[Opening TASK INPUT section]

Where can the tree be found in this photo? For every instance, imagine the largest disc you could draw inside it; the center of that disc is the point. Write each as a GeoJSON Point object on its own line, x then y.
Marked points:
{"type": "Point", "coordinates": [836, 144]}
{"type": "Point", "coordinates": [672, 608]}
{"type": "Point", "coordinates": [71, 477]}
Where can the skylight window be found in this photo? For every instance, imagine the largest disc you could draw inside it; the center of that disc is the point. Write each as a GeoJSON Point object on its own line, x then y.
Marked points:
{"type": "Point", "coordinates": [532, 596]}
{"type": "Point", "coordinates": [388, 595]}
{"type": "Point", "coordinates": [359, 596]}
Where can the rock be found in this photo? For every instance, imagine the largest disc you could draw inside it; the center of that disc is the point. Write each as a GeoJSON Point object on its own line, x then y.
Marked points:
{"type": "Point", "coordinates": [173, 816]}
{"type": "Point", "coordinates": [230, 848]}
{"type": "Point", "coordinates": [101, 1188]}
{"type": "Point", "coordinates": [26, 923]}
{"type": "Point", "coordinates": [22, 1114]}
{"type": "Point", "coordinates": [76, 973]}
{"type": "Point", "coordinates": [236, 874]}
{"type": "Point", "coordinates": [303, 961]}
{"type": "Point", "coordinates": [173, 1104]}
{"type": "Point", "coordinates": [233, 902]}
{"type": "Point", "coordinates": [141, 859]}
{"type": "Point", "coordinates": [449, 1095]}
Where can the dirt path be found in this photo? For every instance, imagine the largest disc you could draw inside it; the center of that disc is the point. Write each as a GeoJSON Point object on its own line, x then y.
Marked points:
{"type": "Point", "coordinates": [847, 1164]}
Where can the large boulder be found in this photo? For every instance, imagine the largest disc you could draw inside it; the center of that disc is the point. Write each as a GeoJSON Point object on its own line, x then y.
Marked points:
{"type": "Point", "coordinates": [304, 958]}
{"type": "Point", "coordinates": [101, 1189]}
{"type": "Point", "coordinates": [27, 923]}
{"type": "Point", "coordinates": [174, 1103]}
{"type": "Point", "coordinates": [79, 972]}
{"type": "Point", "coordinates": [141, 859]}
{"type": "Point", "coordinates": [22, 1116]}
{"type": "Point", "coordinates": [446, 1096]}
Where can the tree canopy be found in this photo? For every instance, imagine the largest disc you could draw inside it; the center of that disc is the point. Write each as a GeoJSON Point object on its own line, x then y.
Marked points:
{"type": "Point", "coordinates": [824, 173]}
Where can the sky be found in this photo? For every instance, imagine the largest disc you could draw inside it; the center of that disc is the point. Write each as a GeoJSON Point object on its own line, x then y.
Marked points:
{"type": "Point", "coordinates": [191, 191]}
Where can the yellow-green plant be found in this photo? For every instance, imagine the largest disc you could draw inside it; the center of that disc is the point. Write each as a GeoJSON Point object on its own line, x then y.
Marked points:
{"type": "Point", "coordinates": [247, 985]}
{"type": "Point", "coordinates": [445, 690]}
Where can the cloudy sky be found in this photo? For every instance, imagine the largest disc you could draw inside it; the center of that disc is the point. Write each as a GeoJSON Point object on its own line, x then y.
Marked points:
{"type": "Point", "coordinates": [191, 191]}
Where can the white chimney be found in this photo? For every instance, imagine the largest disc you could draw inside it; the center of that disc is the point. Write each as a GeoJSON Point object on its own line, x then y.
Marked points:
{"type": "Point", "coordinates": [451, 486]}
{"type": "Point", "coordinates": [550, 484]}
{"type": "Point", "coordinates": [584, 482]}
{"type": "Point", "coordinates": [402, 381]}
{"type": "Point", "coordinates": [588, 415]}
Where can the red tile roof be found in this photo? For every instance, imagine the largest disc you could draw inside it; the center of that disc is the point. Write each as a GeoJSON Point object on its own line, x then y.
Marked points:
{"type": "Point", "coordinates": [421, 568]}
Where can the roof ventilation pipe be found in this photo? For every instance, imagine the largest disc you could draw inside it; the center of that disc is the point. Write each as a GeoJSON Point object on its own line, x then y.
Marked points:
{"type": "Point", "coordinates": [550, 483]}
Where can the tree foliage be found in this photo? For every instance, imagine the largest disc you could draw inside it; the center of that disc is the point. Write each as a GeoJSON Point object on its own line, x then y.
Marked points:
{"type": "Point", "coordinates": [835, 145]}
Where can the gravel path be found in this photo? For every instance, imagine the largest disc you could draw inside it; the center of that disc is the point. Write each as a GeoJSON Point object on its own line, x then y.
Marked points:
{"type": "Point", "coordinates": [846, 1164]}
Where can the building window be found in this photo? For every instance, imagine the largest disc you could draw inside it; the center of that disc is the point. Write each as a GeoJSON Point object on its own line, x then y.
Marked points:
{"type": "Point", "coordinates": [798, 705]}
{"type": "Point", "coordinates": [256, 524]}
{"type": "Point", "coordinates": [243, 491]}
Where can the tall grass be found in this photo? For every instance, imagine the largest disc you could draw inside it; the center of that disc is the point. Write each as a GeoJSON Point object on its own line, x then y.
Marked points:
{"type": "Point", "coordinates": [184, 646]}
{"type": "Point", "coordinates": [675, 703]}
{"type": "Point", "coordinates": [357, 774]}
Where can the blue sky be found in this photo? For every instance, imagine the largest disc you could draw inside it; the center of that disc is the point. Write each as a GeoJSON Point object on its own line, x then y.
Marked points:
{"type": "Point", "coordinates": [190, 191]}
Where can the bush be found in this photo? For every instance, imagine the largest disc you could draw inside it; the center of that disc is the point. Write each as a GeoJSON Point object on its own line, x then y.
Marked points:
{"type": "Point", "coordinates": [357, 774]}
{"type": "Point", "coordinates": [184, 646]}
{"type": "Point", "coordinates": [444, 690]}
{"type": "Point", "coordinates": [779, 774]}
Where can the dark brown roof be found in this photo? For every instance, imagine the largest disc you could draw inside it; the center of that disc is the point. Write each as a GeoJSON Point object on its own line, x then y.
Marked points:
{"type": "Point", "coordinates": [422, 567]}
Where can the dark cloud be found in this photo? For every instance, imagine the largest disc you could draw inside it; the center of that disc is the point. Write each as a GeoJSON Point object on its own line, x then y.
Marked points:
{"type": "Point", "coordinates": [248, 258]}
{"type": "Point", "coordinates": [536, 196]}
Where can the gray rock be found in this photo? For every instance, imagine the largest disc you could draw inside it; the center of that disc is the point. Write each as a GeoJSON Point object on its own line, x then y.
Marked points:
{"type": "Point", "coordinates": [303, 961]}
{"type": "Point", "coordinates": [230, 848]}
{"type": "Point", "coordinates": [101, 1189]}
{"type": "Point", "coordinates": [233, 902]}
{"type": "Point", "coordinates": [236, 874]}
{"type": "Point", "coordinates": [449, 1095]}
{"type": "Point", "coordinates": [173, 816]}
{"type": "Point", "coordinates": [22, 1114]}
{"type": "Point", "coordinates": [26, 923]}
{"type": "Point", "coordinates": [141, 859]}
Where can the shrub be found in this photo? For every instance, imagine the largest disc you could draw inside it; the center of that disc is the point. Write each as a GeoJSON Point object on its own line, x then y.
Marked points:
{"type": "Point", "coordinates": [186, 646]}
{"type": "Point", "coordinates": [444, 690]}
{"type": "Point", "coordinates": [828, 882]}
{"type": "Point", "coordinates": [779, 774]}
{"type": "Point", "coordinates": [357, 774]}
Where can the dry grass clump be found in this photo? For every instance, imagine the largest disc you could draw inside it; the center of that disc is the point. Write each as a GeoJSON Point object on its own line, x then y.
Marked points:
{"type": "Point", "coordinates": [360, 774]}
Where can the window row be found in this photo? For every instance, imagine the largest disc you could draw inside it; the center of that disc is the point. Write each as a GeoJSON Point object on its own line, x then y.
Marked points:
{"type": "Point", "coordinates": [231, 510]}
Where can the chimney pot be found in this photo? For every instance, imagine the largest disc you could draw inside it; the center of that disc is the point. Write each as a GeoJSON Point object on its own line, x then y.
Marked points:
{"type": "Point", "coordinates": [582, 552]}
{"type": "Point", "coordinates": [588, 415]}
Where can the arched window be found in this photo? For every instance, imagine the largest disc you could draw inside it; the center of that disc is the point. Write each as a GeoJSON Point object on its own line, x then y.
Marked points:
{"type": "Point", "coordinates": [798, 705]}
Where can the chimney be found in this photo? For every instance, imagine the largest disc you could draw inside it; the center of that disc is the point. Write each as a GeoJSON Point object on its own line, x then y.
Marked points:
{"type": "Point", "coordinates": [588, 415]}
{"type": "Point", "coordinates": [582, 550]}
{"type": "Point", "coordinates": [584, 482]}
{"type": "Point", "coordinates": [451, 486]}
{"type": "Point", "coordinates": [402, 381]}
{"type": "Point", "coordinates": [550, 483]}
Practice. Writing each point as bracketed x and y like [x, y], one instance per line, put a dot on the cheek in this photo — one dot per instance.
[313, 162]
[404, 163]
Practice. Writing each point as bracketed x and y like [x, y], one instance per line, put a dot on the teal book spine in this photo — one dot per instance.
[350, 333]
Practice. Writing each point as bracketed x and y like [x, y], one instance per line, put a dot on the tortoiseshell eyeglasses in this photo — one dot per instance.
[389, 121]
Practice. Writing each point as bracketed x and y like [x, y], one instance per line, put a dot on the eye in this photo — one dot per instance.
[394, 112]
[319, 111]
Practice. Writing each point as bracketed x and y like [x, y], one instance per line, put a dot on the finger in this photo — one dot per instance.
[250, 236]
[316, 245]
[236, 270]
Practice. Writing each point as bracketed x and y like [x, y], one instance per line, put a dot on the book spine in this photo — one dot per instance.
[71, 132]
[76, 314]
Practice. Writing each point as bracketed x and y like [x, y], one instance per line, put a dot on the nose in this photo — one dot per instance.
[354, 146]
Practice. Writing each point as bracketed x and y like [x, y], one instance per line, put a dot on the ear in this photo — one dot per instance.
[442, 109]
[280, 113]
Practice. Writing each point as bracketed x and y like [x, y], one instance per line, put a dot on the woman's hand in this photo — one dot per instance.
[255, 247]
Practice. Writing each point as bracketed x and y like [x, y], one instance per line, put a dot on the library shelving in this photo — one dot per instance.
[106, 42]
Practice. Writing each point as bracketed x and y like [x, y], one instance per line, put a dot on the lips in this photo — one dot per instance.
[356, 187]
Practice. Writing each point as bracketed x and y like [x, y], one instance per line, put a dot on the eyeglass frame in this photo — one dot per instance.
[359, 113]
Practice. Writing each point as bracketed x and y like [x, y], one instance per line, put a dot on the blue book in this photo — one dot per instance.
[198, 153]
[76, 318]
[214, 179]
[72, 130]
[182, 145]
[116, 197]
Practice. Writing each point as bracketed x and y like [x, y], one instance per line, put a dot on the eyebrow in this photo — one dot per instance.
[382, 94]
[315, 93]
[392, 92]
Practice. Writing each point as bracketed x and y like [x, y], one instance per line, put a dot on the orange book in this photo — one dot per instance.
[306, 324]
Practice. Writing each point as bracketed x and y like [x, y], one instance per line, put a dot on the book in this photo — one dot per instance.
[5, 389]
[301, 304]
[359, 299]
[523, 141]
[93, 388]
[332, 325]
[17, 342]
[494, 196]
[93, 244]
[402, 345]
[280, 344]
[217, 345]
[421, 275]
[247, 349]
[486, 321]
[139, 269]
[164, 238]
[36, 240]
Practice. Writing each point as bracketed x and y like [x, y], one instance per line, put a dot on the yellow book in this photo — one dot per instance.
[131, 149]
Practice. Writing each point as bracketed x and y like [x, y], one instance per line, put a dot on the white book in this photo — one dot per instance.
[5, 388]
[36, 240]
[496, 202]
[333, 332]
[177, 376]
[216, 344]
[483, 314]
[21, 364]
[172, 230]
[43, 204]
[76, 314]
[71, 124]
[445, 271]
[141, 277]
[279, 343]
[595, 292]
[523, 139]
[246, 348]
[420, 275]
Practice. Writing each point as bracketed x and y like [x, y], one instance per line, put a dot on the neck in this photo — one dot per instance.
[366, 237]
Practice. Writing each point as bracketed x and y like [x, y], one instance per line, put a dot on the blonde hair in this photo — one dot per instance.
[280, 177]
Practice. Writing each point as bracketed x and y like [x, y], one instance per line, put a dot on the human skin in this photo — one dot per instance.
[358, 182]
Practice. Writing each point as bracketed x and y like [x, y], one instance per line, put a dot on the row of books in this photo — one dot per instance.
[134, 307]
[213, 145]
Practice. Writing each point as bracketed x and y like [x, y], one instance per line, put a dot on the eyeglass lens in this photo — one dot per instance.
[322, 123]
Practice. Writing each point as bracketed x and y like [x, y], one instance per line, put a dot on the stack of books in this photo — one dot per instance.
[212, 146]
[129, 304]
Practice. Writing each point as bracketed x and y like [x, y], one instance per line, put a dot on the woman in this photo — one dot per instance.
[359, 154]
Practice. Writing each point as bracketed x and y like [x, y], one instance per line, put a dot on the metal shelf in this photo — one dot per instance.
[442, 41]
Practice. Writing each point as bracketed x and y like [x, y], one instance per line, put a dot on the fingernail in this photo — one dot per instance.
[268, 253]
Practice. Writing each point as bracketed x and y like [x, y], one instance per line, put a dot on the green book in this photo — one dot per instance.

[Closing TASK INPUT section]

> TASK TO CARRY OUT:
Starting at the first line of the records above, please copy each line exactly until you reach the line containing "Where can the skylight". Include that line and stop there.

> SOLUTION BELOW:
Where can the tree be found in this photo? For every instance, imagine the largest disc you could draw inside it; the center of that disc is the point. Write each as a GeoJSON Point object on its own line, x then y.
Marked points:
{"type": "Point", "coordinates": [836, 144]}
{"type": "Point", "coordinates": [672, 608]}
{"type": "Point", "coordinates": [71, 477]}
Where can the skylight window be found in this photo? For every instance, imagine the largest disc you could draw inside it; the center of that disc is the point. Write each as a GeoJSON Point object on its own line, x then y.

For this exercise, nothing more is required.